Records supplied:
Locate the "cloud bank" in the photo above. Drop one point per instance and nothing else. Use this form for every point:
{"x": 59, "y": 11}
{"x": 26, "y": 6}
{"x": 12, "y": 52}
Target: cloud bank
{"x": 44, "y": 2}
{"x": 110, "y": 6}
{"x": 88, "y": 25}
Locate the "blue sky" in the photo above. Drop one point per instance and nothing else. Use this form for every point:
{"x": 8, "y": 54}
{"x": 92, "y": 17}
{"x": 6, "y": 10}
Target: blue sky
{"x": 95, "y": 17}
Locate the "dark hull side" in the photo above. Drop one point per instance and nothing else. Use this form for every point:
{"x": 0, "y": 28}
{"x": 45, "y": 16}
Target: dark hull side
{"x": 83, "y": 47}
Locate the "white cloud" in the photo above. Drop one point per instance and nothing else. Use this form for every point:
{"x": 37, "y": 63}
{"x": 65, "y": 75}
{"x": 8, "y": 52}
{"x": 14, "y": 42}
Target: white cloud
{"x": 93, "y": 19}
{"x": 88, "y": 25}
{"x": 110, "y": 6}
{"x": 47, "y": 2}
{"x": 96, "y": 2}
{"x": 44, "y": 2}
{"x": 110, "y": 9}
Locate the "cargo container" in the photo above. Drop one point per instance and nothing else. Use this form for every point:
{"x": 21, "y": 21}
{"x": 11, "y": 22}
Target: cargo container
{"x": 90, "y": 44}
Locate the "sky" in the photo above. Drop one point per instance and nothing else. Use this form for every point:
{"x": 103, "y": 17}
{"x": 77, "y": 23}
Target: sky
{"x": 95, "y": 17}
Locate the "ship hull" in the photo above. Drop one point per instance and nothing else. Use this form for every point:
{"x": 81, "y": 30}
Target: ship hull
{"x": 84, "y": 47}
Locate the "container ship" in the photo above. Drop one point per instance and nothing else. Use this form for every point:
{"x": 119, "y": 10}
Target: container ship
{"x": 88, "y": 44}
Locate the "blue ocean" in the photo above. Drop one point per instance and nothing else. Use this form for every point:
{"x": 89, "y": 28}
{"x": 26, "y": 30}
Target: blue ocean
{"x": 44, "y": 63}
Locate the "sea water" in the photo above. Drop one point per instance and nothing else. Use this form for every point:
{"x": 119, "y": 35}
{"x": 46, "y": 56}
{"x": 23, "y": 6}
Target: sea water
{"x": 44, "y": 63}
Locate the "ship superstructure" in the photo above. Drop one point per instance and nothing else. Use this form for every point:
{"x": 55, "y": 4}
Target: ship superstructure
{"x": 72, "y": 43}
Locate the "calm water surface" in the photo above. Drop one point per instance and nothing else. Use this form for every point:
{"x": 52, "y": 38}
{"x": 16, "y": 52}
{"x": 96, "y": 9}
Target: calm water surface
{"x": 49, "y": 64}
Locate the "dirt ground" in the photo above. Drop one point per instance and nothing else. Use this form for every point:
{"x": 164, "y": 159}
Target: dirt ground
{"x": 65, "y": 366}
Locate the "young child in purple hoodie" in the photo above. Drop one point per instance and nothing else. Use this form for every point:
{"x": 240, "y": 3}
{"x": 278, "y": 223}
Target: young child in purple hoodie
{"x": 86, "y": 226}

The request: Print out every record again, exactly and in full.

Complete response:
Locate the "cloud bank" in the photo above. Drop one point per instance and nothing else. Use this form for every point:
{"x": 59, "y": 11}
{"x": 26, "y": 6}
{"x": 12, "y": 52}
Target: cloud bank
{"x": 44, "y": 2}
{"x": 110, "y": 6}
{"x": 88, "y": 25}
Locate the "blue sky" in the photo above. Drop one point per instance and nothing else. Use this form for every point:
{"x": 8, "y": 54}
{"x": 92, "y": 17}
{"x": 6, "y": 10}
Target: blue sky
{"x": 95, "y": 17}
Locate the "dark hull side" in the photo above. Drop one point per instance and nothing else. Use this form for every point:
{"x": 0, "y": 28}
{"x": 45, "y": 16}
Target: dark hull side
{"x": 83, "y": 47}
Locate the "white cloud" in the photo above. Drop one point per instance and nothing else. Use this form for every point:
{"x": 37, "y": 63}
{"x": 65, "y": 75}
{"x": 8, "y": 52}
{"x": 14, "y": 42}
Target: white cloud
{"x": 93, "y": 19}
{"x": 88, "y": 25}
{"x": 110, "y": 6}
{"x": 47, "y": 2}
{"x": 96, "y": 2}
{"x": 44, "y": 2}
{"x": 110, "y": 9}
Locate the "cargo container" in the photo above. Drop one point per instance and nothing else. Use this form for every point:
{"x": 21, "y": 21}
{"x": 11, "y": 22}
Target: cargo container
{"x": 90, "y": 44}
Locate the "sky" in the photo above. Drop one point per instance and nothing else. Use this form for every point:
{"x": 103, "y": 17}
{"x": 77, "y": 23}
Target: sky
{"x": 95, "y": 17}
Locate the "ship hull" in the photo above. Drop one point per instance and nothing else. Use this form for every point:
{"x": 81, "y": 30}
Target: ship hull
{"x": 84, "y": 47}
Locate the "container ship" in the photo above. Drop one point per instance and nothing else. Use this form for every point:
{"x": 119, "y": 10}
Target: container ship
{"x": 88, "y": 44}
Locate the "blue ocean" in the photo above. Drop one point per instance and nothing else. Use this form for every point:
{"x": 89, "y": 28}
{"x": 26, "y": 30}
Target: blue ocean
{"x": 44, "y": 63}
Locate the "sea water" in the photo above. Drop one point per instance and nothing else. Use this form for every point:
{"x": 119, "y": 35}
{"x": 46, "y": 56}
{"x": 23, "y": 6}
Target: sea water
{"x": 44, "y": 63}
Locate the "ship superstructure" in the photo above. Drop one point per instance and nothing else. Use this form for every point:
{"x": 55, "y": 4}
Target: ship superstructure
{"x": 72, "y": 43}
Locate the "calm water surface" in the photo above. Drop one point per instance and nothing else. Use this form for every point:
{"x": 52, "y": 38}
{"x": 16, "y": 52}
{"x": 96, "y": 9}
Target: calm water surface
{"x": 49, "y": 64}
Locate the "dirt ground" in the photo above. Drop one point per instance and nothing else. Use this form for every point:
{"x": 164, "y": 159}
Target: dirt ground
{"x": 65, "y": 366}
Locate the "young child in purple hoodie" in the photo above. Drop one point per instance and nothing else. Use this form for every point:
{"x": 240, "y": 3}
{"x": 278, "y": 223}
Target: young child in purple hoodie
{"x": 86, "y": 226}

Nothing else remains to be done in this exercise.